→ **WHAT THE TASK REQUIRES**:
List each line in the data below that contains the string "covered", copying every such line in full.

→ **RECORDS SUPPLIED**:
● ● ● ●

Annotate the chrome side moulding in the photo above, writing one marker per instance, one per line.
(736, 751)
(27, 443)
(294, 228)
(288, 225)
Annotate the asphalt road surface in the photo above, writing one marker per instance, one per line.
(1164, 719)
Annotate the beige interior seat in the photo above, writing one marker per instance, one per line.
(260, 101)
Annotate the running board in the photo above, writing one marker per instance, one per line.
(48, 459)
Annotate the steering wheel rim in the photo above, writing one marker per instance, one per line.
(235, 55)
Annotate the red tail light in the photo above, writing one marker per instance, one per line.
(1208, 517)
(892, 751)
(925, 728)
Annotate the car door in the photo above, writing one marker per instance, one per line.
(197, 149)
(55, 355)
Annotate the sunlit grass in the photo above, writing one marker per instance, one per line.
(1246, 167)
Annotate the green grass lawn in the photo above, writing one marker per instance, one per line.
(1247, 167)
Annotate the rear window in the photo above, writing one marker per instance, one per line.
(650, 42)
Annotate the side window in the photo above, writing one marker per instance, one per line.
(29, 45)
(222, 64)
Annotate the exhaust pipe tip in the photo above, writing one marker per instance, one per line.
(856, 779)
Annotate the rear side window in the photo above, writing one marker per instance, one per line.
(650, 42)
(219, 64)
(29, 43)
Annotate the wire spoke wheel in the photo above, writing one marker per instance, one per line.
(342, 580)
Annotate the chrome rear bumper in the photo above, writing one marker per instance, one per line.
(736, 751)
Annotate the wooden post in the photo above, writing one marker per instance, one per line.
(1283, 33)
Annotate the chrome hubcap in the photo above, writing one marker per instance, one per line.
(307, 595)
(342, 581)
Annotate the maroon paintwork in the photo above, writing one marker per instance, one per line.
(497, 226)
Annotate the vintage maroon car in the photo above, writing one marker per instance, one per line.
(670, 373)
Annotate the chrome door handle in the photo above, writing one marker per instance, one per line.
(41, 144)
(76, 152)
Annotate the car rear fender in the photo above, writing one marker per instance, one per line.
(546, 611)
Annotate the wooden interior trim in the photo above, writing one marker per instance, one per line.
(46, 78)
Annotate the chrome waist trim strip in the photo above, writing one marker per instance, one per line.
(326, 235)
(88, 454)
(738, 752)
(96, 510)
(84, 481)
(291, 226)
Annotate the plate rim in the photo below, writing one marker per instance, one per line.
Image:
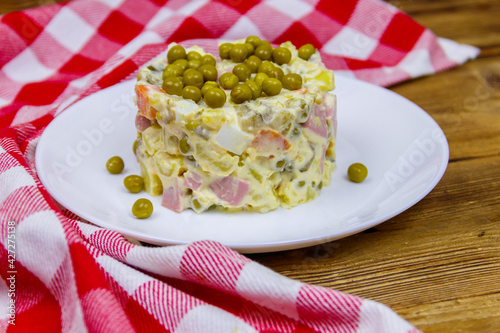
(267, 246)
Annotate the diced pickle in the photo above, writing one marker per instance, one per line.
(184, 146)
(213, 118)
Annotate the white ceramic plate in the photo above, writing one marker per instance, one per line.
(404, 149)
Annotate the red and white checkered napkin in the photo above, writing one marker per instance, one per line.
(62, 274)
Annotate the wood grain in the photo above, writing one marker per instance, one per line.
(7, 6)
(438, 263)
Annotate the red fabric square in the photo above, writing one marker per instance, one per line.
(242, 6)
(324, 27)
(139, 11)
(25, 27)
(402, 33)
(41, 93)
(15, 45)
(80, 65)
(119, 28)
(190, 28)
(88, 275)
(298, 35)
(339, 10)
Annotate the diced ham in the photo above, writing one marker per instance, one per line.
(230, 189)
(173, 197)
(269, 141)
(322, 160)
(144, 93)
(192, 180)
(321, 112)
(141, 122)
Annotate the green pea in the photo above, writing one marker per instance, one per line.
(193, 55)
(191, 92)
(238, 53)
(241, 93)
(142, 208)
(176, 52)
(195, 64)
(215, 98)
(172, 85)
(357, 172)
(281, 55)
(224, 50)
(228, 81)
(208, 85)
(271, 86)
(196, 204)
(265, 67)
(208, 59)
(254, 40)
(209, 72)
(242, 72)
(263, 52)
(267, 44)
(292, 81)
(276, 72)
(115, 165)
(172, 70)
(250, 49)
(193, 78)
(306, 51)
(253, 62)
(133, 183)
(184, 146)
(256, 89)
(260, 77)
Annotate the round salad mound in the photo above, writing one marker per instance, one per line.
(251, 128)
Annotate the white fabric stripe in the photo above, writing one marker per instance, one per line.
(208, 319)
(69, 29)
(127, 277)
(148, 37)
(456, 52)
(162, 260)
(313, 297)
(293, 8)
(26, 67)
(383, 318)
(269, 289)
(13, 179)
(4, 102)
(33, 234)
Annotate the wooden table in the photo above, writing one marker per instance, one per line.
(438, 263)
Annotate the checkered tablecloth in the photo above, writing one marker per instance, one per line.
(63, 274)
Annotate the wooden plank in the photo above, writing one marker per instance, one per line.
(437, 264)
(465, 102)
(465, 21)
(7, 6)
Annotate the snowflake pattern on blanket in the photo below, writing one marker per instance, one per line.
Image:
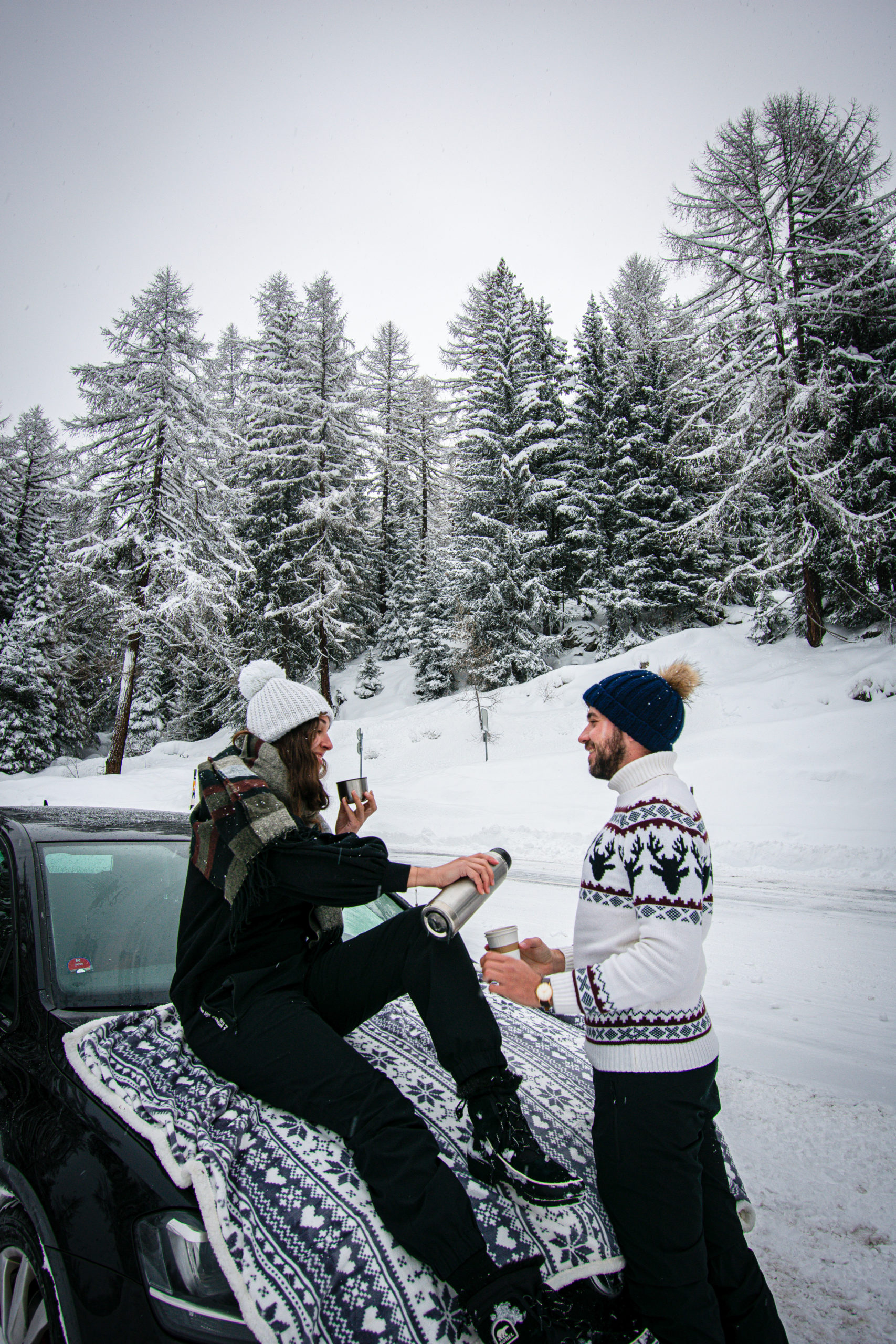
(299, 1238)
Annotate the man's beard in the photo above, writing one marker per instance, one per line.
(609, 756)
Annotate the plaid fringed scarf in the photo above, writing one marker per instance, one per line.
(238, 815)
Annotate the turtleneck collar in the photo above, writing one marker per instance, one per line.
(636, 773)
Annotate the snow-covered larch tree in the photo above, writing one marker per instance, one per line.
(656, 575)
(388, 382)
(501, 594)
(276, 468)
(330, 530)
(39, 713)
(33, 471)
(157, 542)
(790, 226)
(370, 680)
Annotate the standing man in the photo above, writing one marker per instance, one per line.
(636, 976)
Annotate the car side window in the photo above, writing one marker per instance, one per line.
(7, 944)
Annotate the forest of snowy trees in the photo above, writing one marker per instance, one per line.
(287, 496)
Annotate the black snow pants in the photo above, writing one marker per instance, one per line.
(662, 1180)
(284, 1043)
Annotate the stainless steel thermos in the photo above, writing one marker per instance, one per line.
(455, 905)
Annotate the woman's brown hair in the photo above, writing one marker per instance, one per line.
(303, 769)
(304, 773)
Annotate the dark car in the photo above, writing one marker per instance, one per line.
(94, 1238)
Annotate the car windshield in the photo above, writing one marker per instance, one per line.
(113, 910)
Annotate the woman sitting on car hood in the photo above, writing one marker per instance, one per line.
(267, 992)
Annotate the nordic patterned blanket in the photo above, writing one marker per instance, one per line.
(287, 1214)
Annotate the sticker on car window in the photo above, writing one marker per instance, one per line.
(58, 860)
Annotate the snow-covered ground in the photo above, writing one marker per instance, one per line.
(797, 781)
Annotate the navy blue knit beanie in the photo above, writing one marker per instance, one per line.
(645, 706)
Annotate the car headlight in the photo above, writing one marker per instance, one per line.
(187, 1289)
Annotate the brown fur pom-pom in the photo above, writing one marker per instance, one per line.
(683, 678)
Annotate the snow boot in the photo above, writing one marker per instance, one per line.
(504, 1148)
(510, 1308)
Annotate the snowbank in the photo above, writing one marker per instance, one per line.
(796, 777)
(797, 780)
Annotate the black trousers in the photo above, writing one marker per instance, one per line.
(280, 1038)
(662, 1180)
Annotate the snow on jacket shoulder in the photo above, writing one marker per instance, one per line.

● ● ● ●

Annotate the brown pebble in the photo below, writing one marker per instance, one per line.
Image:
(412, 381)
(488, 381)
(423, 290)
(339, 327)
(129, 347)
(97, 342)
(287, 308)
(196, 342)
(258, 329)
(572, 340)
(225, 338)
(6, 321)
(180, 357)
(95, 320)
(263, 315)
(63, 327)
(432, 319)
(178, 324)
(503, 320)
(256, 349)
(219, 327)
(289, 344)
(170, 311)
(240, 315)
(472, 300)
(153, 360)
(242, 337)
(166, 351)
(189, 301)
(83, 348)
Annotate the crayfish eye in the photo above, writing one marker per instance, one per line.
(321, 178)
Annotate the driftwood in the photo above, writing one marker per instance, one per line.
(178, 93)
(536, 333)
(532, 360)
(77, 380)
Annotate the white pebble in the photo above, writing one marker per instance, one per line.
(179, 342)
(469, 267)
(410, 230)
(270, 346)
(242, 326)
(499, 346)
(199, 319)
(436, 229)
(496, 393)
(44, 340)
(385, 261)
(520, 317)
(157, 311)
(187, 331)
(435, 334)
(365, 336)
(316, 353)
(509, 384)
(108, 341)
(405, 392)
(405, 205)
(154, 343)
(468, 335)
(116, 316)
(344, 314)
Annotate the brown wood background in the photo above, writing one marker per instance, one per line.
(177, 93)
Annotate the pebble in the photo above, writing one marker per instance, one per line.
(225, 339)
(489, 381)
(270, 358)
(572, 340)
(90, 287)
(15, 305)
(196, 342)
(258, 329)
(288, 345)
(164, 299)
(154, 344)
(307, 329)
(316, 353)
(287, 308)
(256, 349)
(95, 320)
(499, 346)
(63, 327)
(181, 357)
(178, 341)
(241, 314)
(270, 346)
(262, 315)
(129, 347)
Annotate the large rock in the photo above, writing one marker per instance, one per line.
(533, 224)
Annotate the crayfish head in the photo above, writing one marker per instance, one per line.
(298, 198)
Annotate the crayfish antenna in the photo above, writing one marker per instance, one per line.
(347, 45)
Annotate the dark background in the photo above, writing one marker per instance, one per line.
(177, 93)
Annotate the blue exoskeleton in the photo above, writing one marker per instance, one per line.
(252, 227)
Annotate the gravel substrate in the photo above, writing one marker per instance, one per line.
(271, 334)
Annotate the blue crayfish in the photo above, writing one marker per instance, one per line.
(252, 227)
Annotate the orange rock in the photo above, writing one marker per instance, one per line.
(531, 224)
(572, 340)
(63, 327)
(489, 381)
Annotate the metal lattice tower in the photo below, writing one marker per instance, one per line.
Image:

● ● ● ●

→ **ANSWER BELOW**:
Annotate the snow-covered larch tree in the photo above, writing one marker per instance, one per line.
Annotate the snow-covered ground in the photo above, writing one marker per instance, one per line.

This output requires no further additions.